Please set down, exactly, the line with "Please spot the bee antenna" and all lines that follow it through the end of the records below.

[Dataset excerpts]

━━━━━━━━━━━━━━━━

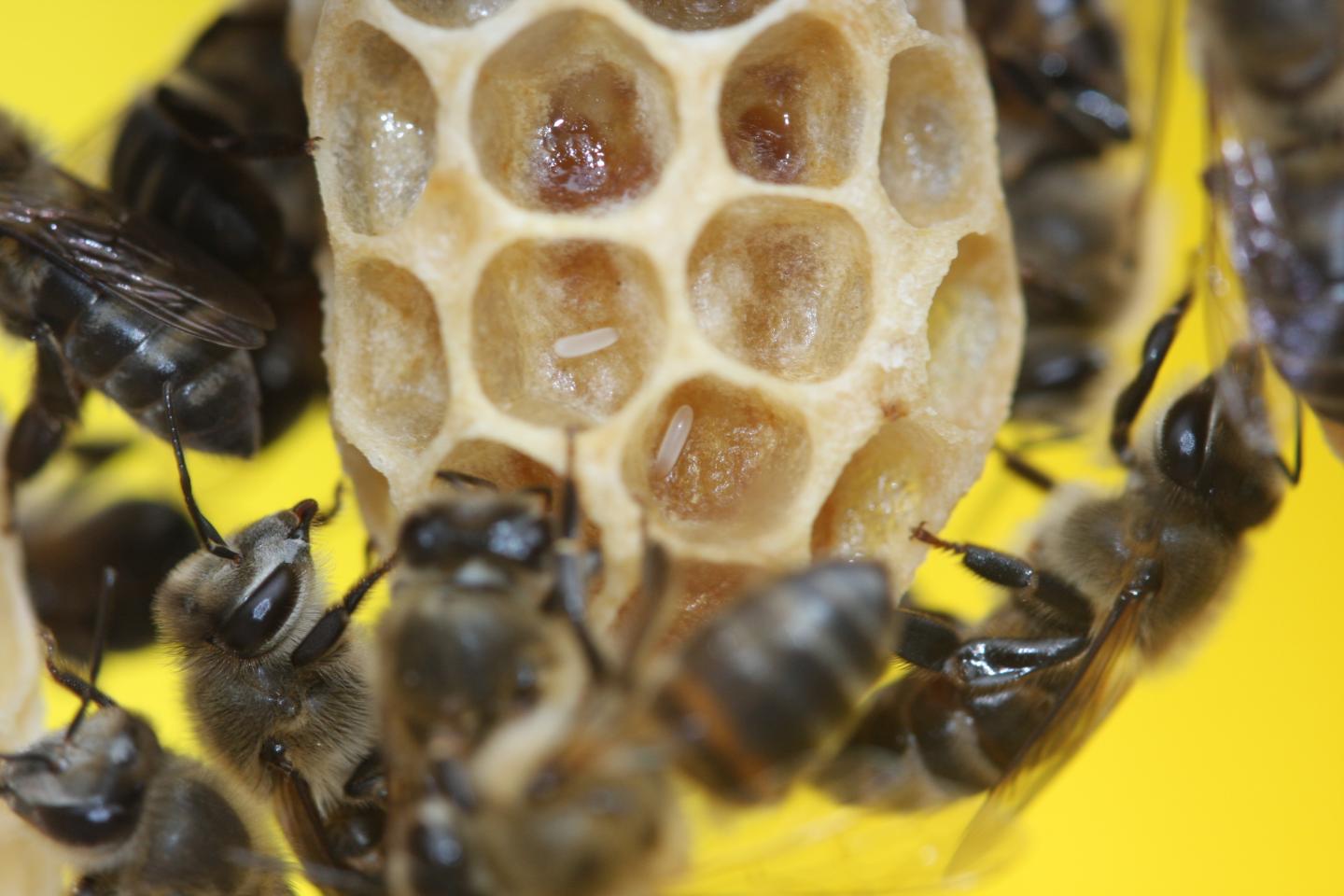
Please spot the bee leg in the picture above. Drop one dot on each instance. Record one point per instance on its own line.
(465, 481)
(651, 608)
(926, 639)
(330, 627)
(989, 565)
(274, 757)
(570, 567)
(1132, 398)
(1038, 592)
(991, 663)
(1025, 469)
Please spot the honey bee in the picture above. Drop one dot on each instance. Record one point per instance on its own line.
(218, 153)
(63, 556)
(275, 682)
(136, 819)
(1108, 589)
(744, 708)
(1059, 78)
(1273, 73)
(118, 303)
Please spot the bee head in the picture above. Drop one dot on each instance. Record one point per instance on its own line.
(480, 541)
(86, 791)
(250, 606)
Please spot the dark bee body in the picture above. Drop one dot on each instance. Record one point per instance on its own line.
(1276, 86)
(1109, 587)
(119, 305)
(136, 819)
(586, 806)
(64, 558)
(1058, 76)
(763, 687)
(280, 691)
(217, 153)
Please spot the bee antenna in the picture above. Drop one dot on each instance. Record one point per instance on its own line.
(208, 535)
(100, 641)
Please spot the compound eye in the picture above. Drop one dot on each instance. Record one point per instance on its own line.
(1184, 436)
(254, 623)
(440, 861)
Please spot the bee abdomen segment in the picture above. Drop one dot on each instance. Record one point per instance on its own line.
(765, 687)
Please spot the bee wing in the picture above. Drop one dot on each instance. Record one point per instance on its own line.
(1105, 673)
(300, 821)
(140, 263)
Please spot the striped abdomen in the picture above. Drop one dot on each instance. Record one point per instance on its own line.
(763, 687)
(128, 355)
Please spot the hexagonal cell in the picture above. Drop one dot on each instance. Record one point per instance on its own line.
(565, 332)
(381, 129)
(928, 162)
(791, 110)
(451, 14)
(878, 497)
(699, 15)
(715, 458)
(372, 492)
(784, 285)
(571, 115)
(937, 16)
(968, 328)
(391, 355)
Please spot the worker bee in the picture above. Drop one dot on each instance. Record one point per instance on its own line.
(1109, 587)
(1273, 74)
(744, 707)
(134, 817)
(66, 551)
(1059, 76)
(1058, 73)
(118, 303)
(218, 153)
(275, 684)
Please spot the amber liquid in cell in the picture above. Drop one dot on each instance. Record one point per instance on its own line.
(592, 149)
(769, 144)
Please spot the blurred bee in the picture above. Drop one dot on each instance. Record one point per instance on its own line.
(118, 303)
(1112, 584)
(63, 556)
(277, 687)
(1274, 73)
(742, 707)
(1059, 78)
(218, 153)
(1058, 73)
(473, 637)
(134, 817)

━━━━━━━━━━━━━━━━

• [Task output]
Please spot the bee antenna in the picture above. Drop one dot on each instance. Record one point per instance on its own line.
(208, 535)
(100, 641)
Please spot the compound eye in the picture above. Drop one dot on each instance. Record one point per instance on its own line.
(1184, 436)
(254, 623)
(440, 861)
Please spot the bee abdomen segment in the picture above. Drop one dot on each instance. Record one point per instance on its own line.
(765, 687)
Please spot the bee wing in the picture above. Drop one dot on each instance. Record one point per instance on its own line.
(1105, 673)
(300, 821)
(140, 263)
Please spot the striped abdomen in the picture above. Drop one dot on each instance. Record one point per instance on its own line.
(763, 687)
(128, 355)
Please spot the hexagonal cell in the picture above. Drop one dot on each instance. Record one point per instance on its own line.
(565, 332)
(381, 129)
(928, 162)
(791, 110)
(451, 14)
(878, 497)
(699, 15)
(715, 458)
(372, 492)
(784, 285)
(571, 115)
(937, 16)
(968, 328)
(391, 355)
Please spot the worker bee in the picture above. Drop one dot on each instance. Record one point per instance on its own line.
(1109, 587)
(1273, 74)
(744, 707)
(134, 817)
(66, 551)
(1059, 76)
(1058, 73)
(118, 303)
(218, 153)
(275, 684)
Please spot the amber liquid in cell in the picture above. Drop one dot on each instance. Record one point per instance on its own line.
(592, 149)
(769, 144)
Please spot the blurred bee in the picture above. Drop one dot on each instance. Record one point per instance on its own line.
(118, 303)
(1112, 584)
(63, 556)
(277, 687)
(1274, 73)
(742, 707)
(1059, 78)
(218, 153)
(1058, 73)
(473, 637)
(134, 817)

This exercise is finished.